Have you ever wondered how some people are able to manage traumatic situations and adversity better than other people? What separates those individuals from people who struggle with bouncing back from unwanted change? The answer is: resilience. Resilient individuals are able to learn, develop, and implement specific strategies and coping skills that allow them to respond well to life’s challenges and stressors. Resilience is not genetic or a part of our personalities but rather is a skill that can be learned by anyone. Resilience looks different from person to person however there are some common aspects that can be helpful to understand.
Resilient individuals tend to maintain loving and supportive relationships that help to combat feelings of isolation during daunting times. In addition to the presence of positive relationships, resilience is associated with healthy cognitive and emotional tools that any individual can build.
Some of these tools include:
- the ability to identify realistic expectations and follow through with plans
- assertive and direct communication
- healthy problem solving and conflict resolution skills
- a positive view of self that includes self-compassion
- healthy emotion regulation and impulse control techniques
- flexibility and acceptance of change
So what can we do to develop these tools? Here are some intentional actions we can take to build resilience:
- Engage in regular self-care. This means nurturing our physical, emotional, and social needs on a daily basis.
- Consider the bigger picture of situations in order to promote perspective.
- Initiate regular contact with others. This includes staying in touch with support systems as well as forming new connections.
- Focus on your locus of control. Let go of things you cannot change and direct your focus to those factors that you can take action on.

→ **What this exercise asks**
(1) Answer these questions from the resilience text, one line each:
(a) Is resilience described as genetic?
(b) What feelings do loving and supportive relationships help combat during daunting times?
(c) What does engaging in regular self-care mean?
(2) Extend the text on resilience past its final point about focusing on your locus of control, keeping its plain, encouraging style.
The data after this point are not needed.

→ **Source data**
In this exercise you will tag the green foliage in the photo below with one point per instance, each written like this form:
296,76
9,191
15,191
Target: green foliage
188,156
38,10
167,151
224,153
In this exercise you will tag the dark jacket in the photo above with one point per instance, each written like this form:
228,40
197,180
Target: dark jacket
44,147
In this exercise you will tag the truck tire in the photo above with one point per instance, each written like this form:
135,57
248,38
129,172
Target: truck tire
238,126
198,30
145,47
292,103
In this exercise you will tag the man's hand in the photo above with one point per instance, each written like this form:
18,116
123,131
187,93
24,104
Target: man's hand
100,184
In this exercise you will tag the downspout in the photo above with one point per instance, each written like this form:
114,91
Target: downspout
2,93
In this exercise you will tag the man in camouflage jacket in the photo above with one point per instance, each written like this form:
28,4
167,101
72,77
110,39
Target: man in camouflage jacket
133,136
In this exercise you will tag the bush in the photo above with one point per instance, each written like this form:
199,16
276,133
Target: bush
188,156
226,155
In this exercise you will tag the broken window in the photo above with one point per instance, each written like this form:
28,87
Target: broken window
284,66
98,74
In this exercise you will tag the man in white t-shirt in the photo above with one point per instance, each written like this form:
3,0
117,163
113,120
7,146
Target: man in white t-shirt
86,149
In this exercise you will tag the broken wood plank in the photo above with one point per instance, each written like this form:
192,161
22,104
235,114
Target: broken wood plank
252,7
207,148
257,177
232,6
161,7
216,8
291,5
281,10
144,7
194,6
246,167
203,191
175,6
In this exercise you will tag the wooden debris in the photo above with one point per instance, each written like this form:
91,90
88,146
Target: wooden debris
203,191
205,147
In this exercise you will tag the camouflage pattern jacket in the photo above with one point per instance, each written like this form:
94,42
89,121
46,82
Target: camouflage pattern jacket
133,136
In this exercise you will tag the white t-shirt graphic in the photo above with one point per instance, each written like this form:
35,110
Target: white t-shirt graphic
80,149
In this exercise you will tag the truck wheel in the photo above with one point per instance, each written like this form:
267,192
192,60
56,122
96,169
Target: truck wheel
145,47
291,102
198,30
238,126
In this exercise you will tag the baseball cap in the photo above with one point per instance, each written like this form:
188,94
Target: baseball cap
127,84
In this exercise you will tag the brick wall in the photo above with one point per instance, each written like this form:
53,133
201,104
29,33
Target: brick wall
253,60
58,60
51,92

--

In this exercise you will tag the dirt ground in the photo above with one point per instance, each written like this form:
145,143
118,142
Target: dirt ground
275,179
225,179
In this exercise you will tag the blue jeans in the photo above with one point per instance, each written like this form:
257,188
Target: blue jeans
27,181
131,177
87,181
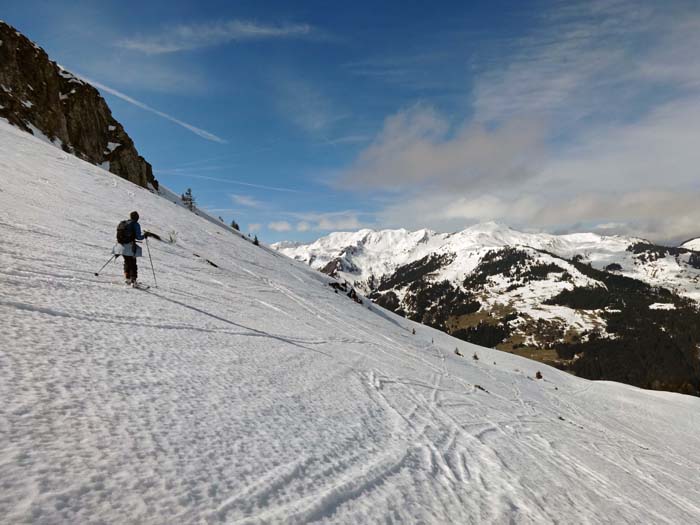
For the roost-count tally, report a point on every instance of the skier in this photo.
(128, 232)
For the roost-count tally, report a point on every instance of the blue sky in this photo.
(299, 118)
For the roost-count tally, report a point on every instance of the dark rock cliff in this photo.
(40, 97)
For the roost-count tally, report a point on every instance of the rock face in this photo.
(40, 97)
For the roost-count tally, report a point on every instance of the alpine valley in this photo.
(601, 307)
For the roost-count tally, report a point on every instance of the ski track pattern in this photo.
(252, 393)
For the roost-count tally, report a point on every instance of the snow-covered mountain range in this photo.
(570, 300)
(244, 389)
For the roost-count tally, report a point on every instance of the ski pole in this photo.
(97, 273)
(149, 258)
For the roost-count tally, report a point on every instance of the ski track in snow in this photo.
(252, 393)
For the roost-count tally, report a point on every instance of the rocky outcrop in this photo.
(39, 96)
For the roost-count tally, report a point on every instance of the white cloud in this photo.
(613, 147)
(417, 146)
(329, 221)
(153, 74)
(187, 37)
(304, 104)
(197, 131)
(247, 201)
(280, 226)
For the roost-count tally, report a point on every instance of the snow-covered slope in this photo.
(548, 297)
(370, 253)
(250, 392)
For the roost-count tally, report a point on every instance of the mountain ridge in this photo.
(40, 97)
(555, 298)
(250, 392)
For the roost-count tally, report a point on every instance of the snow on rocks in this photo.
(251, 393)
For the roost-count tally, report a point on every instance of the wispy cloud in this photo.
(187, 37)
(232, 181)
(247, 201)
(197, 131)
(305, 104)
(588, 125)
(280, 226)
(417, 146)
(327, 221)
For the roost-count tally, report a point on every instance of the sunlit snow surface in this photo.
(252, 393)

* * *

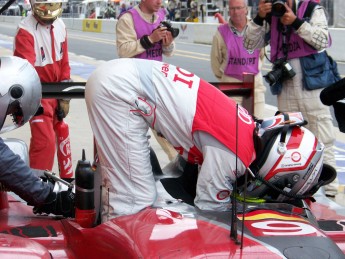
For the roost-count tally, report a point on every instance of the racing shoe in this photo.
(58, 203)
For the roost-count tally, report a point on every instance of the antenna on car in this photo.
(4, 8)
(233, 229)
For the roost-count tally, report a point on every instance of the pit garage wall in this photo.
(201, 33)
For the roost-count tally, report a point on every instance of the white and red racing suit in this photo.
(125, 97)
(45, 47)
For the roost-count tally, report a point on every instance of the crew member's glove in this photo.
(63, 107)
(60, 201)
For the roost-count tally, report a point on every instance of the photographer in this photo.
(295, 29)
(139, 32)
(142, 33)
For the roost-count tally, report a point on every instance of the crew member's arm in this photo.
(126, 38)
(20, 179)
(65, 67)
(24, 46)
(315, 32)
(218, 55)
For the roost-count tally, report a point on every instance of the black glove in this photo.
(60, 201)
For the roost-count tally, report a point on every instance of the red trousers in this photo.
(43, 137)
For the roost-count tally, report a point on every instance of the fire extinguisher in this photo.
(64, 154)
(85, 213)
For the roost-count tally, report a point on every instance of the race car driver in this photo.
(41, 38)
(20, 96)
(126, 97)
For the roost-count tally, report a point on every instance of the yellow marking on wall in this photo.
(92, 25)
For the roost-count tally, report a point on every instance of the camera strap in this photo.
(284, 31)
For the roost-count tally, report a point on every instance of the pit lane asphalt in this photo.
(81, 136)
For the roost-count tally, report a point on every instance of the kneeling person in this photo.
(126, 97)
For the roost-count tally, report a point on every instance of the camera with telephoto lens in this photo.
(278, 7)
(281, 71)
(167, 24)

→ **Responses by item number**
(1)
(a) No. Resilience is a skill that anyone can learn.
(b) Feelings of isolation.
(c) Nurturing our physical, emotional, and social needs on a daily basis.

(2)
- Accomplish one thing everyday that promotes progress, even if it seems small.
- Practice positive and hopeful thinking. Reciting affirmations can promote positive feelings and experiences.
- Allow yourself to feel your emotions, no matter how painful or strong they seem.
- Consider how challenges can be opportunities for growth.
- Give to others. This can give us a break from focusing on ourselves and promote gratitude in our lives.
- Laugh. Seeking out humor can offer relief from physical and emotional pain.
- Practice assertiveness with others to communicate your needs.
- Practice mindfulness by being aware of thoughts, feelings, and sensations in the present moment without placing any judgment on them.
Ideally we will actively engage in these behaviors prior to being faced with a crisis so that the emotional and cognitive tools associated with resilience are already established. However, because adversity strikes at any moment, we may not have these skills in place but that does not mean we cannot build them during tough and trying times. Oftentimes therapy or support groups can offer individuals assistance with these skills when going through a difficult time.